--- START OF Data lines ---

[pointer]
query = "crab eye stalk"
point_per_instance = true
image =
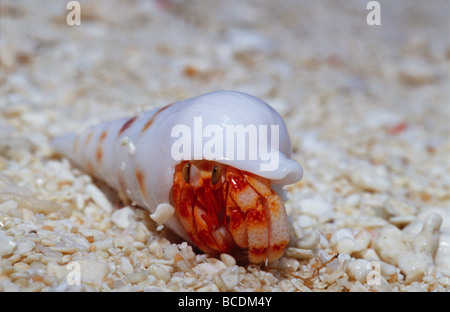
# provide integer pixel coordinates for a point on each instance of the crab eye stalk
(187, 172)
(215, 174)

--- END OF Data lines ---
--- START OF Data lines ---

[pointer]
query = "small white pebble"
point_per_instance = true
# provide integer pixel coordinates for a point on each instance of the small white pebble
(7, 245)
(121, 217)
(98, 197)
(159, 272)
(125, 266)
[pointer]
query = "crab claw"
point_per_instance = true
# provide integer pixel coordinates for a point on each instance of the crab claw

--- END OF Data lines ---

■ Instructions for the task ■
Find each line in the items above that contains the word "integer", with matching case, and copy those lines.

■ Result of the exercise ■
# provide integer pixel coordinates for a point on each instance of the crab eye stalk
# provide integer pixel coordinates for a point on each instance of the small white pebble
# provide integer pixel coordinates for a point on each instance of the crab claw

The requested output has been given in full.